Problem statement:
In full and without alteration, give the listing again.

[Start Exercise materials]

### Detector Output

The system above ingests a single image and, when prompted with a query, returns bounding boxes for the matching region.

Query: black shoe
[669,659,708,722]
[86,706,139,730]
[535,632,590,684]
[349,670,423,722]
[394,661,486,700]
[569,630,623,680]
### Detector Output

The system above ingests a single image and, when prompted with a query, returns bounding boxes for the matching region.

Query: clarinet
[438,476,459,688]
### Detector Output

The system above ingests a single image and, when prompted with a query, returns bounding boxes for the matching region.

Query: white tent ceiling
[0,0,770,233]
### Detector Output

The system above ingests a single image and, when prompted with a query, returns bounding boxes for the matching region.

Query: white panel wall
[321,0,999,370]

[End Exercise materials]

The reply:
### Detector Output

The system above ingests a single image and, when prompted with a query, returns bounding boxes for the matching region.

Query: black shoe
[669,659,708,722]
[86,706,139,730]
[535,632,590,684]
[349,670,423,722]
[394,661,486,700]
[569,630,623,680]
### Detector Output

The system above ingests a single image and, when prompted with a query, returns bounding boxes for the matching region.

Query: clarinet
[438,476,459,688]
### Detector Output

The system above ingests a single image and, when prompted with a query, returns bounding boxes for the matching region.

Query: white tent ceiling
[0,0,770,233]
### Detector Output

The system above ingests a single image and, when prompted with a query, returns bounding boxes for the matching region.

Query: white panel wall
[321,0,999,370]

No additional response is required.